Beginning with the line that contains "of the steel", extract each line through the end of the listing below, with no additions or omissions.

* begin *

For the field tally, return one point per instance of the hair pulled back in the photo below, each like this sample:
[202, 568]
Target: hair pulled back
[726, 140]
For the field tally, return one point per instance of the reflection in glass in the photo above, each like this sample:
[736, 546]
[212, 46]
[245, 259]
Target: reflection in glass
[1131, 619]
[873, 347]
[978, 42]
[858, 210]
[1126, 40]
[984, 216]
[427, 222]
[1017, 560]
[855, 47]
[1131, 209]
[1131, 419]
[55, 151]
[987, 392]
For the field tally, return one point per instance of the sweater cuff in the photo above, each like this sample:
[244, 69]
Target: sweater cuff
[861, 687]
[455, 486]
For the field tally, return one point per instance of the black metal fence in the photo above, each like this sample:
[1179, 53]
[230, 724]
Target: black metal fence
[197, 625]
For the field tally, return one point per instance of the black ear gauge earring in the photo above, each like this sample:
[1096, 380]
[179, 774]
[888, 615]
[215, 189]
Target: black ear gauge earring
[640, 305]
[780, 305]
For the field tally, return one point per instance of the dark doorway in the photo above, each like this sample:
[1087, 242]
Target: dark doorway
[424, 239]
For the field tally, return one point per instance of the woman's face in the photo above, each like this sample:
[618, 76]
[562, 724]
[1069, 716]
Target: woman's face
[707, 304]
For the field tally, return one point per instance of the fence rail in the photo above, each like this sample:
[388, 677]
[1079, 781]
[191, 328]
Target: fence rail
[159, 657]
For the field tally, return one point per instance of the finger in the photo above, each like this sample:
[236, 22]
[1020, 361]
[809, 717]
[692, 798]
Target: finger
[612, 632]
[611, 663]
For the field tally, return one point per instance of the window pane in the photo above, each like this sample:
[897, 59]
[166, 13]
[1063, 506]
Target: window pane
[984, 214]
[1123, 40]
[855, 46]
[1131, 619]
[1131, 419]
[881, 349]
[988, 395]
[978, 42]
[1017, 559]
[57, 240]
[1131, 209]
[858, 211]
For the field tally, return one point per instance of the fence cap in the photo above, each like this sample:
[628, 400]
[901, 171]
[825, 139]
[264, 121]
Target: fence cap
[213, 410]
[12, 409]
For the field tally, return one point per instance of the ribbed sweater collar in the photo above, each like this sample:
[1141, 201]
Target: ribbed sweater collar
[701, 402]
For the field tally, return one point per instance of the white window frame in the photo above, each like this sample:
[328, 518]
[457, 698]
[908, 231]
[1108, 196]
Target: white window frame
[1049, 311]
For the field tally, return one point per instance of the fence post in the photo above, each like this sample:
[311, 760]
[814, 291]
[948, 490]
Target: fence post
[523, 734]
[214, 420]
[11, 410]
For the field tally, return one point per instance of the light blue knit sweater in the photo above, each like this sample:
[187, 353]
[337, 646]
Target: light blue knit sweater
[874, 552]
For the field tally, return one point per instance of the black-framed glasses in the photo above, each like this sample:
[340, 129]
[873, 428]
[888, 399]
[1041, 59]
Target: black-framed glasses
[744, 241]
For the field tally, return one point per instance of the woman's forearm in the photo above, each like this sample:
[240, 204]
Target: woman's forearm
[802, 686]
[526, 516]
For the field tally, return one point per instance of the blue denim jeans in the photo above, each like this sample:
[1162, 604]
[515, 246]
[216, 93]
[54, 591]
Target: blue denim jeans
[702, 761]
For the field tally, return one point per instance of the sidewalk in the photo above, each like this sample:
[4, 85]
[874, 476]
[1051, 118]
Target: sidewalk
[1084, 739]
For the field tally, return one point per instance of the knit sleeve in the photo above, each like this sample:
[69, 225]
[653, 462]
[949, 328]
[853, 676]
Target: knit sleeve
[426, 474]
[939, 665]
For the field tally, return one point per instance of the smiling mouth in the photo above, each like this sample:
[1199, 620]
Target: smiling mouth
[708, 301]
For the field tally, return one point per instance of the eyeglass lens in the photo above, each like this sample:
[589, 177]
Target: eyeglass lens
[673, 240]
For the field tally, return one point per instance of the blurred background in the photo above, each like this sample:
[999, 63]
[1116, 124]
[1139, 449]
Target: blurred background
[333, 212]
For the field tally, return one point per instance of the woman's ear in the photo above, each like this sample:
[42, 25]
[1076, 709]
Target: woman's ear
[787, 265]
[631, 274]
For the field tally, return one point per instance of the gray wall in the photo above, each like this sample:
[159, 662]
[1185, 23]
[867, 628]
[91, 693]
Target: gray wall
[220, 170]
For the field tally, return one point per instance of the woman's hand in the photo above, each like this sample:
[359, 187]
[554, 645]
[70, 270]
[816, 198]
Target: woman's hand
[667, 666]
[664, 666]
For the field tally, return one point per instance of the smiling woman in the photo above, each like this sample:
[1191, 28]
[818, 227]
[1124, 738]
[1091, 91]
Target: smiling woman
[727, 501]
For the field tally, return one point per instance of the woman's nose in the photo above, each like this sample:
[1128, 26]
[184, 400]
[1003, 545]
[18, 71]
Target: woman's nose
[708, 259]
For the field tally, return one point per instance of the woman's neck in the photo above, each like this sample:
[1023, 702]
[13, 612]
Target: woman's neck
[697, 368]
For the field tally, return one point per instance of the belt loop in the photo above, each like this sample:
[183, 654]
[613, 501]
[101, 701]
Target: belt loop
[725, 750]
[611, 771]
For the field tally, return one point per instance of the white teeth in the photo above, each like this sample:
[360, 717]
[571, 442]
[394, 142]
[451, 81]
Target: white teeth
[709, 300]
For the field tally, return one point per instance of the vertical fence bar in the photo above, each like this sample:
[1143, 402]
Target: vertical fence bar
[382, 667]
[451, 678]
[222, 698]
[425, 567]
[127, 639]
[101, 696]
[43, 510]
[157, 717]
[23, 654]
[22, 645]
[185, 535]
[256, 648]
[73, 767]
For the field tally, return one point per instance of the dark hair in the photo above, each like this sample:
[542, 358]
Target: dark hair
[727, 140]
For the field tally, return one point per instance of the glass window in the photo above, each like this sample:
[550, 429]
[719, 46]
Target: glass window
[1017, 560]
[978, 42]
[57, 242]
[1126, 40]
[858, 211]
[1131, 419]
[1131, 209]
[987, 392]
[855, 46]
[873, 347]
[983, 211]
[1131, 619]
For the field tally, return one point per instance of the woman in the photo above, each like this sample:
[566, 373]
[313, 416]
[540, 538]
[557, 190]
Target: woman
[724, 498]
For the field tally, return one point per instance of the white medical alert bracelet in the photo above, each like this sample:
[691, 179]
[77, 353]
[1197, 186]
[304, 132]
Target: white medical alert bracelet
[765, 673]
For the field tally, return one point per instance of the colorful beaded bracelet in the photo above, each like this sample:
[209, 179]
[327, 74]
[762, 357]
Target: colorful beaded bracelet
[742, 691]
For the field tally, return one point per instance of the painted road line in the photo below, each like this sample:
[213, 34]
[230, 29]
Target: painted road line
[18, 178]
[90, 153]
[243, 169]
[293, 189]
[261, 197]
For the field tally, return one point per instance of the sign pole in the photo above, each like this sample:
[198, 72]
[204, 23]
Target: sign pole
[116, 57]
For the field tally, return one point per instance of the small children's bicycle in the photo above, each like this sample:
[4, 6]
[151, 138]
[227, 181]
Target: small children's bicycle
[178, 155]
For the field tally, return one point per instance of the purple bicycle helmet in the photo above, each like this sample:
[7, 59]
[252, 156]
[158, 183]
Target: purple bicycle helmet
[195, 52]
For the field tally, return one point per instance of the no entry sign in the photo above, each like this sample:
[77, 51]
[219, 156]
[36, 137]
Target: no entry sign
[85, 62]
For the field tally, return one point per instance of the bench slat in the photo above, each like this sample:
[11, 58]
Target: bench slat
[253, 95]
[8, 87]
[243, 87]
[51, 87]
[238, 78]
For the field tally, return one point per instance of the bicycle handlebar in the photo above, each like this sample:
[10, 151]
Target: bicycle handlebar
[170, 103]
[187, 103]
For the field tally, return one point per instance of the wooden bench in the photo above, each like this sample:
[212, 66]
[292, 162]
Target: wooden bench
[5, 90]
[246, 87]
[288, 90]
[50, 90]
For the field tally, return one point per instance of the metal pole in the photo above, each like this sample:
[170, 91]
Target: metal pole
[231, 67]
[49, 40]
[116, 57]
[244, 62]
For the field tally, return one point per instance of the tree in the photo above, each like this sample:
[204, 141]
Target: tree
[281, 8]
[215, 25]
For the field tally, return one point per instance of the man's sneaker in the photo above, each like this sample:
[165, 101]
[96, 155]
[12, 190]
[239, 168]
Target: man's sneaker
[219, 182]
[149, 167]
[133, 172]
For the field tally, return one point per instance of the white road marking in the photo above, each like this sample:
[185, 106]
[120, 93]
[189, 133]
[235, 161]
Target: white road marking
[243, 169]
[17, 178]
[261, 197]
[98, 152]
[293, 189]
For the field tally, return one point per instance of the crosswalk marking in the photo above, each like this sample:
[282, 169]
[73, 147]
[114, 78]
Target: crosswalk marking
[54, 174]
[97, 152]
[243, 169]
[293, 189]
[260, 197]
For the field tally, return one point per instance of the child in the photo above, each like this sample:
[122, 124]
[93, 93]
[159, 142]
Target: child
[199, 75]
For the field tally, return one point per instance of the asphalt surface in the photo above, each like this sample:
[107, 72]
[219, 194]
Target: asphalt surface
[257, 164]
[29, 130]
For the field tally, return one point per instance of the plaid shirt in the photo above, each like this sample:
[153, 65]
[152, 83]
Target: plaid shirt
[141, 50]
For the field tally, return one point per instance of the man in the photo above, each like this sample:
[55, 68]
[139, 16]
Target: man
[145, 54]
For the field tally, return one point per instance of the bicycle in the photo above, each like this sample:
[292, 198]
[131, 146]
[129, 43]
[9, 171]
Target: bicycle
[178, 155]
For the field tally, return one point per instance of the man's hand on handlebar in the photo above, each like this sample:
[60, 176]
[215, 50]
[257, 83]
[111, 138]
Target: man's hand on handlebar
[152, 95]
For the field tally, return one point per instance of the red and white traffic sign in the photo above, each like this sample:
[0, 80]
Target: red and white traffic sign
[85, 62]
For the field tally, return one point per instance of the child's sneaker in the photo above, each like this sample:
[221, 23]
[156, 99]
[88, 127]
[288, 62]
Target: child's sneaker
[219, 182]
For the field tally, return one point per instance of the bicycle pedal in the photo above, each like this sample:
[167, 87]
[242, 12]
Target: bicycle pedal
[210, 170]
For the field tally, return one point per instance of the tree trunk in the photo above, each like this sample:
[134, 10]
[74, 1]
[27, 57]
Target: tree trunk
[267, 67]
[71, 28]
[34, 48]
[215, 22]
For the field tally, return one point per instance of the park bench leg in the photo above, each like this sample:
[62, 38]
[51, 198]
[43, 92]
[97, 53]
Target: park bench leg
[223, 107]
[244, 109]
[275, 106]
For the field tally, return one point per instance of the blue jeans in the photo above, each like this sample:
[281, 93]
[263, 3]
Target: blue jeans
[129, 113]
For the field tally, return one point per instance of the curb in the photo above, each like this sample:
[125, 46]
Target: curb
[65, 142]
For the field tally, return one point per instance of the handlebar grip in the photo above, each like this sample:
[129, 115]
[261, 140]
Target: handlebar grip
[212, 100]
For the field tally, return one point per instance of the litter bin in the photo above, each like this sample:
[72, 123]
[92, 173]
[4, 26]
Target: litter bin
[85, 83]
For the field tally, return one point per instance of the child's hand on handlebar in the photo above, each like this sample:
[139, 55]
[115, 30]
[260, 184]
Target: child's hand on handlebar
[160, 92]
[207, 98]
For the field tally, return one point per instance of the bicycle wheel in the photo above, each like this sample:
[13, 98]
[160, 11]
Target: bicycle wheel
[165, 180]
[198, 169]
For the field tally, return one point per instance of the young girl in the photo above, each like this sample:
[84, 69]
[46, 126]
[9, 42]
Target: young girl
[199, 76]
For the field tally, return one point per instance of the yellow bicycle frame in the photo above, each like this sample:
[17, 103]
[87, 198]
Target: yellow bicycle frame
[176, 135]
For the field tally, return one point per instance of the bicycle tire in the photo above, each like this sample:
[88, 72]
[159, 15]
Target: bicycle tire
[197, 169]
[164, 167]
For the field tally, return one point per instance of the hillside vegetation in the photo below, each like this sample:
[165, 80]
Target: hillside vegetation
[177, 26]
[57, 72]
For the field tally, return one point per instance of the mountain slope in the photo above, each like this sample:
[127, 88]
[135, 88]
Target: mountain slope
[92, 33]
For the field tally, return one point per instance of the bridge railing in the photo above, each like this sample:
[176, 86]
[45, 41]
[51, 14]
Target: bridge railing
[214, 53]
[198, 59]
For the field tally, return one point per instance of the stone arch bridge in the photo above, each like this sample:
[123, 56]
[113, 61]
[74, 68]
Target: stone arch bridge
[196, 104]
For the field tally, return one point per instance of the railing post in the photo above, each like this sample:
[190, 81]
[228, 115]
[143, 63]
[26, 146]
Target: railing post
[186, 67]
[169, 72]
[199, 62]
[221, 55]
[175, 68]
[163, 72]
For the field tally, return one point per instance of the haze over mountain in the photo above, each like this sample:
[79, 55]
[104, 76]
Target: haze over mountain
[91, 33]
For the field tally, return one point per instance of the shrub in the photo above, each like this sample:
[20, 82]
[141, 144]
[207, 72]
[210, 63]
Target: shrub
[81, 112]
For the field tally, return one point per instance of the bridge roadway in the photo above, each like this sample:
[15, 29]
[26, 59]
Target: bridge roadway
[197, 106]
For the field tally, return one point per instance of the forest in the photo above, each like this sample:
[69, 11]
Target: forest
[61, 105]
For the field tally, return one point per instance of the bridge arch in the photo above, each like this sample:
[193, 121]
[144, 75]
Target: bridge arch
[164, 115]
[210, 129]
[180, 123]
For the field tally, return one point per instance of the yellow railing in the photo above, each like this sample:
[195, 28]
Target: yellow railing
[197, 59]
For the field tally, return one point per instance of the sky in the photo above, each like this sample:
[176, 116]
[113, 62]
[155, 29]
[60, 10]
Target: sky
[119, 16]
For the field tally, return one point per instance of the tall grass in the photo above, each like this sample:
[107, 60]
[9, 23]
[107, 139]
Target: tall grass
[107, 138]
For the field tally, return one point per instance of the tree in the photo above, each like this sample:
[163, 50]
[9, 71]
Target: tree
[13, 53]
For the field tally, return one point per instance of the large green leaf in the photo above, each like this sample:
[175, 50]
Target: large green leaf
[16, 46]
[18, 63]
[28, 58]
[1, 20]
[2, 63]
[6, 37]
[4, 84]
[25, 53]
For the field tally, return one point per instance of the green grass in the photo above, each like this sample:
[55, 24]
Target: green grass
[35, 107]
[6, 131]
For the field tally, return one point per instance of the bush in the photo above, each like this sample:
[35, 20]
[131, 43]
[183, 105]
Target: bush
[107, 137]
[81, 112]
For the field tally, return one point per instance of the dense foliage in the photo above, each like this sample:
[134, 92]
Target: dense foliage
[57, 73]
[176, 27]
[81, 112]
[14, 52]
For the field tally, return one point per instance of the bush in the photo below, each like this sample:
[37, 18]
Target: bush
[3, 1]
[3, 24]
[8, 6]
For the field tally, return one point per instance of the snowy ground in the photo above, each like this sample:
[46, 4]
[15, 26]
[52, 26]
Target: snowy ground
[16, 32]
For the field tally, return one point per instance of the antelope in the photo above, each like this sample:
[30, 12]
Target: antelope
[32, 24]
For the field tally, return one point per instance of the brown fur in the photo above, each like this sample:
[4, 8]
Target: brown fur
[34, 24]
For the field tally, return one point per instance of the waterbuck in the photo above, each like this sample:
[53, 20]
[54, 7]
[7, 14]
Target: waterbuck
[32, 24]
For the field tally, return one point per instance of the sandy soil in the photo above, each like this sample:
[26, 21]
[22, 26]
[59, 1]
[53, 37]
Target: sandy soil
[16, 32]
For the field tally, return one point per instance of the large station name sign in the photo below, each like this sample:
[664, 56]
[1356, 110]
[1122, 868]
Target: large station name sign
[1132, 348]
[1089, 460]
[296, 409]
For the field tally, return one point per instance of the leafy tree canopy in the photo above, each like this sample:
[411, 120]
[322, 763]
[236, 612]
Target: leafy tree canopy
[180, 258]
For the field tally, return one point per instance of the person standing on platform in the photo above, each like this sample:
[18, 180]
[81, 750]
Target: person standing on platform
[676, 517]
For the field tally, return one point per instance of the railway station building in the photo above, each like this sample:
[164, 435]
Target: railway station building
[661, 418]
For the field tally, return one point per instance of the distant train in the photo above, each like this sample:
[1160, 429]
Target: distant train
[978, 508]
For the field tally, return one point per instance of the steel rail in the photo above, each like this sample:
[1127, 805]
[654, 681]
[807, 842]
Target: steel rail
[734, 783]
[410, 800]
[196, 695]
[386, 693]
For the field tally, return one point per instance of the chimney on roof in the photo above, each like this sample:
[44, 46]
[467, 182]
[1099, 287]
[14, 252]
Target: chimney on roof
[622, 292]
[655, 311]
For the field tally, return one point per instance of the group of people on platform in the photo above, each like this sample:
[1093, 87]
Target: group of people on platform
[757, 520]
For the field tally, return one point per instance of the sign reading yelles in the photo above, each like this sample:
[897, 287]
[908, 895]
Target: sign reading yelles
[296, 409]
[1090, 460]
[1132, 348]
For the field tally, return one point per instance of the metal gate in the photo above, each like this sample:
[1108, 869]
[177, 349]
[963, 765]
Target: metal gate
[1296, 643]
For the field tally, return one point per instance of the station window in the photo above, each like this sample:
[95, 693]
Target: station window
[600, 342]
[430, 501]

* end *

» **THE RESPONSE**
For the field tally, return one point per instance of the steel rail in the photo above, each like this sample:
[1127, 805]
[654, 681]
[807, 842]
Target: steel rail
[734, 783]
[410, 800]
[196, 695]
[386, 693]
For the field tally, return one point per instance of the chimney on roof in the photo above, each like this sample:
[44, 46]
[467, 182]
[1099, 287]
[14, 252]
Target: chimney on roof
[622, 292]
[655, 311]
For the field tally, return one point per instance of the group of people on platform in the photo above, each like this sample:
[1093, 87]
Target: group of people on platform
[757, 520]
For the field tally, return one point per instance of the sign reading yelles in the photo above, each like this sample:
[897, 287]
[908, 895]
Target: sign reading yelles
[296, 409]
[1090, 460]
[1132, 348]
For the field tally, return one point per instance of the metal gate in the photo above, each like this sample:
[1108, 869]
[177, 349]
[963, 765]
Target: metal gate
[1296, 643]
For the field tally, return one point per instance of the station window in the photo above, each like this sample:
[95, 693]
Target: station window
[600, 342]
[430, 501]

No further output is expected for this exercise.